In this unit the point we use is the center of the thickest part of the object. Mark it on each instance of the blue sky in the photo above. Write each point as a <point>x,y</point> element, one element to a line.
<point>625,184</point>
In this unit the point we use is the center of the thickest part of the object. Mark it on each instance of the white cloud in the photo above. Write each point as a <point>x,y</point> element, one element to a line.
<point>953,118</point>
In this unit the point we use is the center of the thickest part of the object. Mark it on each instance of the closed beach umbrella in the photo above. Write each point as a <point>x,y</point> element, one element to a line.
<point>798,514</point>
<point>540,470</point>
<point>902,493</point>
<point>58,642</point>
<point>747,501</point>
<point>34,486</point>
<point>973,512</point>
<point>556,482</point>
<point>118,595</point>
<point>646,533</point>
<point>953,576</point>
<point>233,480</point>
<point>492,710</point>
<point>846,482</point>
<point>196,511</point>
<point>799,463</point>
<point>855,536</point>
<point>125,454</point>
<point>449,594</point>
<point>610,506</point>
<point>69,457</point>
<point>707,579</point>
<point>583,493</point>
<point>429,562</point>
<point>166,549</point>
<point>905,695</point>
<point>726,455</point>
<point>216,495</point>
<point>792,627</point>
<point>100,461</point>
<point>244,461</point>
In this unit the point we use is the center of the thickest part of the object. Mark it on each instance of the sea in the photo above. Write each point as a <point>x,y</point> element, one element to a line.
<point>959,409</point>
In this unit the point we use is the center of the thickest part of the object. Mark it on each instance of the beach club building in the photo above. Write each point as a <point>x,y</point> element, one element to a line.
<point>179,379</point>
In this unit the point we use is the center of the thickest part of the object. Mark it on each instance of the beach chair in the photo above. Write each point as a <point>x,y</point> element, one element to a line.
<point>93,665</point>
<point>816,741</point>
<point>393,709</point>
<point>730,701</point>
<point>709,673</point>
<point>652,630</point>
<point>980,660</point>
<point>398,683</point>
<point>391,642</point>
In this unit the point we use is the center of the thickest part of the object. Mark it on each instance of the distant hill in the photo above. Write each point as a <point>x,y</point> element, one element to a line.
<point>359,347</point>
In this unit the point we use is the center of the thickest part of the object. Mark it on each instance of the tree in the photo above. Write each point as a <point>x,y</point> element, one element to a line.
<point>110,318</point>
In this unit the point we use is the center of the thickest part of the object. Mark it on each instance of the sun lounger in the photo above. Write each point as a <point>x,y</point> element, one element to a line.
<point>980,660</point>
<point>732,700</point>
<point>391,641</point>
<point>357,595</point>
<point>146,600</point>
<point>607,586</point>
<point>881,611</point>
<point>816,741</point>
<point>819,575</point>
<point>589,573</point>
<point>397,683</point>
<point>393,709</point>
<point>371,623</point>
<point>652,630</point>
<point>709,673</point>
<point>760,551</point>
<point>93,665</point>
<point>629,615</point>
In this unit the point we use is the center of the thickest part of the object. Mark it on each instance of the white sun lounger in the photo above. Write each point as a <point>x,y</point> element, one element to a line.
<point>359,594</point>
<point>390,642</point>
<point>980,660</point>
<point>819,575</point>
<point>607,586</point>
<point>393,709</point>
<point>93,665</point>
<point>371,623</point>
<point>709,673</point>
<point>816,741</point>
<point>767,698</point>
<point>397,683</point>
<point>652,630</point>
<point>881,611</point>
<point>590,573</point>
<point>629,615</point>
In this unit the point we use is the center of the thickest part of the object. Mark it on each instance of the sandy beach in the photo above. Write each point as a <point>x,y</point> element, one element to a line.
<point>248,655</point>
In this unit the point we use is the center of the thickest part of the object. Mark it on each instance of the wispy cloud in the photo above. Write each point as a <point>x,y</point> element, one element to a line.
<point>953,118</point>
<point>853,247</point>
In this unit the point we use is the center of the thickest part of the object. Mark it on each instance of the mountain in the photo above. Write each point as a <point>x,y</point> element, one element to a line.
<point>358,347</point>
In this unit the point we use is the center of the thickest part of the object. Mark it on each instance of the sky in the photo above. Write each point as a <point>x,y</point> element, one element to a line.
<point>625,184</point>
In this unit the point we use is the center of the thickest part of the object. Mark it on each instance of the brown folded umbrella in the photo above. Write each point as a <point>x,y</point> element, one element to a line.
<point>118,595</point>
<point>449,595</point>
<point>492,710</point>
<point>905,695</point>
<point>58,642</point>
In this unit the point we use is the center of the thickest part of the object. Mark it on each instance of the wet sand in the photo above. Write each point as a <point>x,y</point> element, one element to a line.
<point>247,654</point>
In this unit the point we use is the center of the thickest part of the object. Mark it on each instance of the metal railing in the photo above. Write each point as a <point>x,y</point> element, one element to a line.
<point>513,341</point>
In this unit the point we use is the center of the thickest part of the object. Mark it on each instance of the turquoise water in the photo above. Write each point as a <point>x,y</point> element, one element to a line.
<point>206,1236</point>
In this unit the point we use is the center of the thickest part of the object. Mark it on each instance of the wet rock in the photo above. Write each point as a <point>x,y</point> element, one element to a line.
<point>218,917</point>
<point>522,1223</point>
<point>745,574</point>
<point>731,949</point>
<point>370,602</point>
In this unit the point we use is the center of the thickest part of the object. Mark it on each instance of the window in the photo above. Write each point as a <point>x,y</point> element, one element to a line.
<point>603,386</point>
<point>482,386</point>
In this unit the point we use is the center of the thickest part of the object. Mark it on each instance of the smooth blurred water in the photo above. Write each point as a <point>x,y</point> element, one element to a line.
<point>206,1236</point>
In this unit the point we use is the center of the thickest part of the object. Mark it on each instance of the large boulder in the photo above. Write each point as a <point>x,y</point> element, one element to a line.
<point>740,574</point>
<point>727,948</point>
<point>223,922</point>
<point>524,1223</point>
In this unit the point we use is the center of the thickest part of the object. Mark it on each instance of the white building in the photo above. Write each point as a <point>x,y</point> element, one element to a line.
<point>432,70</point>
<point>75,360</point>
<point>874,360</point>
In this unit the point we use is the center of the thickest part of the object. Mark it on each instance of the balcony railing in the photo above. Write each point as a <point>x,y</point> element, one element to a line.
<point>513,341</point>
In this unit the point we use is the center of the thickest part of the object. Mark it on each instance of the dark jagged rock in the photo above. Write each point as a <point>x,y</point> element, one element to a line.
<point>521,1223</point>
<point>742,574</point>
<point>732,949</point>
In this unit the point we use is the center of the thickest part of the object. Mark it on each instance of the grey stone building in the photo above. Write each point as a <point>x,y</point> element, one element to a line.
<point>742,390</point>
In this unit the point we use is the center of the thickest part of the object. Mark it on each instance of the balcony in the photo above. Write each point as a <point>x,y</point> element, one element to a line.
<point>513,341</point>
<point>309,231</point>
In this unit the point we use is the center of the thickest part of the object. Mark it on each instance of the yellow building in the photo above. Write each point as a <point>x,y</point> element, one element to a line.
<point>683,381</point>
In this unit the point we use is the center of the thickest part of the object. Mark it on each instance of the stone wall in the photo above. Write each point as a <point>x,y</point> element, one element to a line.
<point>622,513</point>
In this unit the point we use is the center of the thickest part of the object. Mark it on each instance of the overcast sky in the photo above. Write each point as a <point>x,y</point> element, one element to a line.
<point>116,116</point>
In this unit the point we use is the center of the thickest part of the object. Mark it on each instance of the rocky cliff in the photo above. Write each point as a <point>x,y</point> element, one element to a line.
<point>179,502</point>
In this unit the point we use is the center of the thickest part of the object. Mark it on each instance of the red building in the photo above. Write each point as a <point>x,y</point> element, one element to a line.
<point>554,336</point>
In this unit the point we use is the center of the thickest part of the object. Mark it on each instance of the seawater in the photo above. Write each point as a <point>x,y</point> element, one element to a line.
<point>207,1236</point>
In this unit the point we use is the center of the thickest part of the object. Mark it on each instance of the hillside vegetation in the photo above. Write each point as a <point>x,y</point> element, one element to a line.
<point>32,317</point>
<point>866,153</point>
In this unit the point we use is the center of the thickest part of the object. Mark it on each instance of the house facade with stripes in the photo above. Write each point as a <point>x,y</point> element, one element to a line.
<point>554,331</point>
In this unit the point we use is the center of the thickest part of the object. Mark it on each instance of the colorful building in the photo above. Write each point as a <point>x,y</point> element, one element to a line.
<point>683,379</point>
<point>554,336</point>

What you are asked to do: Copy out the lines between the one holding "the balcony in" and the one holding "<point>683,381</point>", inclusive. Keep the requests as they are, but scale every coordinate in the answers by 1.6 and round each to a whole number, with halves going up. Return only those lines.

Full answer:
In this unit the point we use is the center of the thickest part of the object. Mark it on each instance of the balcony in the photo above. Write each point as a <point>x,y</point> element, one element to a line.
<point>821,546</point>
<point>494,370</point>
In this unit the point we use is the center of the thickest part of the object. Mark it on each instance of the yellow building in the photo above. Write each point as a <point>x,y</point> element, one element to a line.
<point>1093,610</point>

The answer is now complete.